WHAT THE EXERCISE ASKS:
Give back the data in full, with every line exact.

Records from a data collection:
↓↓↓

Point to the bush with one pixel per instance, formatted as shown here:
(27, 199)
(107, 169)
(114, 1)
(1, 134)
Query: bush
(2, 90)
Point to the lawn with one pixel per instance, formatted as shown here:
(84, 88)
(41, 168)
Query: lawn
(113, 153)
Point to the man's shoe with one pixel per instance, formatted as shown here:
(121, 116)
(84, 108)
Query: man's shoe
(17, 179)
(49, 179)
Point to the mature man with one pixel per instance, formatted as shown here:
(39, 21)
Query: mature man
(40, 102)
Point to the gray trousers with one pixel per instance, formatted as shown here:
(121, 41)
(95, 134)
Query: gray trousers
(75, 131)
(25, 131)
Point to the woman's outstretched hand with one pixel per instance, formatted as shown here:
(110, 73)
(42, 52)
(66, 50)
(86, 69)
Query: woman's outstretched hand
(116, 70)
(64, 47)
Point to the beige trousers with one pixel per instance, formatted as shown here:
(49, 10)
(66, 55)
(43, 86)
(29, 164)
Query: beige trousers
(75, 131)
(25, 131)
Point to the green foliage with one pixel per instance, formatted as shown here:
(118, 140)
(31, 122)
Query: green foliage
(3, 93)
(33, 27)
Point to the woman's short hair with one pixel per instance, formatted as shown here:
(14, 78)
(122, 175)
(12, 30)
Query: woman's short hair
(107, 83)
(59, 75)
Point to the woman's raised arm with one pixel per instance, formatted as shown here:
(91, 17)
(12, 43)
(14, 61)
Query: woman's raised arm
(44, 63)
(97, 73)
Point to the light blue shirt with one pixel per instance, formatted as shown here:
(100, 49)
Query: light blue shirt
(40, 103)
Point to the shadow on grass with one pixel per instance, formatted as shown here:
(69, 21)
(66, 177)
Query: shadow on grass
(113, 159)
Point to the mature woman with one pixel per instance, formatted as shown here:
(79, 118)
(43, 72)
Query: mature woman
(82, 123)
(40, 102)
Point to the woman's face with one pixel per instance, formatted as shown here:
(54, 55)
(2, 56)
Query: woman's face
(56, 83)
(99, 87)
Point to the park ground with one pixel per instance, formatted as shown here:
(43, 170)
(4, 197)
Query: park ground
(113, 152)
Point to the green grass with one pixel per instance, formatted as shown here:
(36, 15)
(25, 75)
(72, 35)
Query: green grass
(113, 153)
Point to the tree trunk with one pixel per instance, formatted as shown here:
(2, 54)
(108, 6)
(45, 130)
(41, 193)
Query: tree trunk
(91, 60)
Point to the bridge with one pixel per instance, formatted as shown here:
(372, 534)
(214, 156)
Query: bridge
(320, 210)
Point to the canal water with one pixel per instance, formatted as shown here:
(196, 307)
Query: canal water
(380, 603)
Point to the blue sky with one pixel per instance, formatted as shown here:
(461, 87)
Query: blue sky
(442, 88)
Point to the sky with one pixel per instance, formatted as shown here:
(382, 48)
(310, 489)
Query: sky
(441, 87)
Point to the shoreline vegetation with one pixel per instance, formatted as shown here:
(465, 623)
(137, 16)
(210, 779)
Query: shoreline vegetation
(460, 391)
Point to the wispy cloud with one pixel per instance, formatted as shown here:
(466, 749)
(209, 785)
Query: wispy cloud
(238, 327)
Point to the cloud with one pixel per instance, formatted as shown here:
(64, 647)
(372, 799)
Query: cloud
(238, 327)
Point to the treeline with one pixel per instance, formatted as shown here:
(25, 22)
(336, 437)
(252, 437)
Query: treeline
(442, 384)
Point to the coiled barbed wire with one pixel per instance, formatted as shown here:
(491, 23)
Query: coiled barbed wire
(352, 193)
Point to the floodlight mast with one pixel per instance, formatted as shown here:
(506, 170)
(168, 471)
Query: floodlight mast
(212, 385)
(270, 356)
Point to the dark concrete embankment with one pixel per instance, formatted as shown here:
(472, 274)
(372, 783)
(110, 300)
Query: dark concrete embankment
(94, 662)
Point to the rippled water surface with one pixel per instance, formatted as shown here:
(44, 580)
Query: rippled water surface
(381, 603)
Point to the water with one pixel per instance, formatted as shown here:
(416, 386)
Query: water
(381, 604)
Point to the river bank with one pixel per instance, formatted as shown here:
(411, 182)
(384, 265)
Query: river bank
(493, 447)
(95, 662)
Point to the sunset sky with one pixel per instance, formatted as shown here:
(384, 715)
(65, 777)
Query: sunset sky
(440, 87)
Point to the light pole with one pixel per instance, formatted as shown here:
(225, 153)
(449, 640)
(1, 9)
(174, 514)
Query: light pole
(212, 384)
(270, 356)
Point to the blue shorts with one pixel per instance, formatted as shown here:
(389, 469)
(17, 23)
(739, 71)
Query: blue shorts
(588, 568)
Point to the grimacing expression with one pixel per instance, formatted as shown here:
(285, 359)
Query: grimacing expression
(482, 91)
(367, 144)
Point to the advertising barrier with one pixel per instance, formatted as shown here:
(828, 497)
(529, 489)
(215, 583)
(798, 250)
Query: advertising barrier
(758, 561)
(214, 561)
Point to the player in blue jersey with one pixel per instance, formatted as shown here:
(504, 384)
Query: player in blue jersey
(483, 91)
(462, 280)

↑↑↑

ANSWER AREA:
Point to the bush with one pixel per instance, formatted as shown here:
(27, 199)
(107, 169)
(114, 1)
(1, 134)
Query: bush
(2, 90)
Point to the lawn with one pixel per instance, formatted as shown here:
(84, 88)
(41, 168)
Query: lawn
(113, 153)
Point to the man's shoe with one pixel per instance, formatted as shown here:
(121, 116)
(84, 108)
Query: man's shoe
(17, 179)
(49, 179)
Point to the mature man with one pixel per instance, formatted as shown here:
(39, 21)
Query: mature man
(40, 102)
Point to the gray trousers with one pixel per instance, formatted as shown here:
(121, 41)
(95, 134)
Query: gray trousers
(75, 131)
(25, 131)
Point to the woman's outstretched hand with one pixel per instance, formatted as shown here:
(110, 73)
(42, 52)
(66, 50)
(86, 69)
Query: woman's outstretched hand
(116, 70)
(64, 47)
Point to the beige trousers with one pixel per instance, formatted as shown here:
(49, 10)
(66, 55)
(43, 86)
(29, 164)
Query: beige trousers
(75, 131)
(25, 131)
Point to the green foliage with one pixel per instance, formatted as shown here:
(118, 140)
(31, 122)
Query: green foliage
(3, 93)
(33, 27)
Point to the woman's short hair with one pixel per instance, formatted as shown here:
(14, 78)
(122, 175)
(12, 30)
Query: woman's short hair
(107, 83)
(59, 75)
Point to the woman's raised arm with one pixel per instance, formatted as shown here:
(91, 17)
(12, 43)
(14, 61)
Query: woman's raised arm
(44, 63)
(97, 73)
Point to the light blue shirt with one pixel per instance, formatted as shown here:
(100, 49)
Query: light blue shirt
(40, 103)
Point to the shadow on grass with one pixel per instance, formatted as shown here:
(69, 21)
(66, 177)
Query: shadow on grass
(113, 159)
Point to the mature woman with one pixel per instance, formatted as shown here:
(79, 118)
(43, 72)
Query: mature woman
(82, 123)
(40, 102)
Point to the woman's face with one pixel per instance, formatted as shown here:
(54, 55)
(2, 56)
Query: woman's face
(56, 83)
(99, 87)
Point to the park ground with one pixel per instance, formatted as shown here:
(43, 170)
(4, 197)
Query: park ground
(113, 152)
Point to the green grass with one pixel per instance, formatted as shown here:
(36, 15)
(25, 75)
(72, 35)
Query: green grass
(113, 153)
Point to the tree trunk with one pixel per instance, formatted as shown here:
(2, 54)
(108, 6)
(45, 130)
(41, 193)
Query: tree trunk
(91, 60)
Point to the bridge with one pixel per instance, formatted as shown here:
(372, 534)
(214, 156)
Query: bridge
(320, 210)
Point to the canal water with one pixel per instance, formatted as shown here:
(196, 307)
Query: canal water
(380, 603)
Point to the blue sky with one pixel per instance, formatted as shown here:
(461, 87)
Query: blue sky
(442, 88)
Point to the sky with one pixel per instance, formatted as shown here:
(382, 48)
(310, 489)
Query: sky
(441, 87)
Point to the shoreline vegetation with one pixel per instance, formatted as shown here:
(465, 623)
(137, 16)
(210, 779)
Query: shoreline vegetation
(460, 391)
Point to the wispy cloud with one pixel per instance, formatted as shown here:
(466, 749)
(209, 785)
Query: wispy cloud
(238, 327)
Point to the cloud with one pixel per instance, formatted as shown here:
(64, 647)
(372, 799)
Query: cloud
(238, 327)
Point to the treeline with one pixel per instance, formatted as shown here:
(25, 22)
(336, 437)
(252, 437)
Query: treeline
(442, 384)
Point to the coiled barbed wire with one pixel per instance, formatted as shown here:
(491, 23)
Query: coiled barbed wire
(352, 193)
Point to the floodlight mast with one pixel per instance, formatted as shown here:
(506, 170)
(168, 471)
Query: floodlight mast
(212, 385)
(270, 356)
Point to the dark concrete embankment with one pixel per instance, formatted as shown here:
(472, 274)
(372, 783)
(110, 300)
Query: dark concrete embankment
(94, 662)
Point to the rippled water surface with one pixel per instance, formatted as shown here:
(44, 580)
Query: rippled water surface
(381, 603)
Point to the water with one pixel per instance, formatted as shown here:
(416, 386)
Query: water
(381, 604)
Point to the river bank with one pixel per instance, formatted as shown here:
(411, 182)
(384, 265)
Query: river bank
(493, 447)
(95, 662)
Point to the sunset sky with one pixel per instance, formatted as shown here:
(384, 715)
(65, 777)
Query: sunset sky
(440, 87)
Point to the light pole with one pixel per instance, formatted as shown here:
(225, 153)
(449, 640)
(1, 9)
(174, 514)
Query: light pole
(212, 384)
(270, 356)
Point to the blue shorts with one pixel per instance, formatted as shown here:
(389, 469)
(17, 23)
(739, 71)
Query: blue shorts
(588, 568)
Point to the grimacing expression with one pixel per instance, formatted as shown here:
(285, 359)
Query: grimacing expression
(482, 91)
(367, 144)
Point to the advertising barrier with one pixel per instance, formatted as shown here:
(828, 497)
(529, 489)
(215, 583)
(798, 250)
Query: advertising barrier
(758, 561)
(214, 561)
Point to the player in blue jersey with one pixel per instance, formatted as shown here:
(504, 384)
Query: player in blue jersey
(483, 91)
(462, 280)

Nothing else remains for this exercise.